SUPPLIED RECORDS =>
---
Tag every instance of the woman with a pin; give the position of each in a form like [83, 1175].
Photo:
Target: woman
---
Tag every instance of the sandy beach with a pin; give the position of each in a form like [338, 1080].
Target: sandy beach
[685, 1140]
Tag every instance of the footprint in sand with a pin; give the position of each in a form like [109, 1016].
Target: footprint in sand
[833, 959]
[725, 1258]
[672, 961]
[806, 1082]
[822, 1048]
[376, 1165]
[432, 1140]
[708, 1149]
---
WRITTEN TASK =>
Copy out the lines above, unchanged, from the line containing "Tag every instance of the footprint" through the line containing "[708, 1149]", with both of those lines included.

COMPLETE ANSWER =>
Tag every instance of the footprint in sand with a pin; give the position of each in a form like [109, 1016].
Target: footprint in sand
[833, 959]
[725, 1258]
[672, 961]
[806, 1082]
[822, 1048]
[376, 1165]
[432, 1140]
[708, 1149]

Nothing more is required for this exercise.